◆ WHAT THE TASK ASKS
Please copy every one of the entries below word for word, leaving each line unchanged.

Location identification items
[Start]

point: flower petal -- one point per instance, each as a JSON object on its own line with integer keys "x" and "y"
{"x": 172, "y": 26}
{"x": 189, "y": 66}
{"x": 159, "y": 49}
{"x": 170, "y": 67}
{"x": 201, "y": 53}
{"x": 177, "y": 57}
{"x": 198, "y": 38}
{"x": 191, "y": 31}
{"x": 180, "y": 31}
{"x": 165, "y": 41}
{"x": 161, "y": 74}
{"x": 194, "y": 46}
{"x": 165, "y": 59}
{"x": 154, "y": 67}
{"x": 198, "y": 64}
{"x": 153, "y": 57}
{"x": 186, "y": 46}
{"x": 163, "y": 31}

[End]

◆ FULL RESPONSE
point: flower petal -- one point per instance, each as a JSON object on its own line with integer keys "x" and "y"
{"x": 172, "y": 26}
{"x": 189, "y": 66}
{"x": 159, "y": 49}
{"x": 170, "y": 67}
{"x": 201, "y": 53}
{"x": 177, "y": 57}
{"x": 198, "y": 38}
{"x": 191, "y": 31}
{"x": 180, "y": 31}
{"x": 165, "y": 41}
{"x": 161, "y": 74}
{"x": 194, "y": 46}
{"x": 165, "y": 59}
{"x": 154, "y": 67}
{"x": 198, "y": 64}
{"x": 153, "y": 57}
{"x": 186, "y": 46}
{"x": 163, "y": 31}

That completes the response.